SUPPLIED ENTRIES:
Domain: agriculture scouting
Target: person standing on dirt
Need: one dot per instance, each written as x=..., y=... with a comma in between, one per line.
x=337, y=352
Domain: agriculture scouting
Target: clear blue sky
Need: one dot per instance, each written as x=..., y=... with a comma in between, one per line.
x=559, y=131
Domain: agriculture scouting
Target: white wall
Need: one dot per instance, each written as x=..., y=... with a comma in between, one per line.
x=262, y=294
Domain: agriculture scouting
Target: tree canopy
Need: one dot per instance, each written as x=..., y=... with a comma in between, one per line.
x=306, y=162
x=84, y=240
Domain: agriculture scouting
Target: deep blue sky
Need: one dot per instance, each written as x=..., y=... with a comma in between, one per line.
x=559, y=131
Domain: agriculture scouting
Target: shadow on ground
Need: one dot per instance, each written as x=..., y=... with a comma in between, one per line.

THE TASK: Starting at the line that contains "Target: tree canopy", restate word for word every line through the last one in the records above. Return nothing else.

EXERCISE OUTPUT:
Target: tree canopy
Need: one dot per instance, each written as x=..., y=... with a comma in between, one per line.
x=306, y=162
x=84, y=240
Domain: agriculture scouting
Target: deep blue sky
Need: one dot per instance, each written as x=..., y=... with a comma in between, one per line.
x=559, y=131
Domain: agriculture scouting
Target: shadow on ground
Need: one dot per instance, each written as x=..., y=... with a comma in between, one per line.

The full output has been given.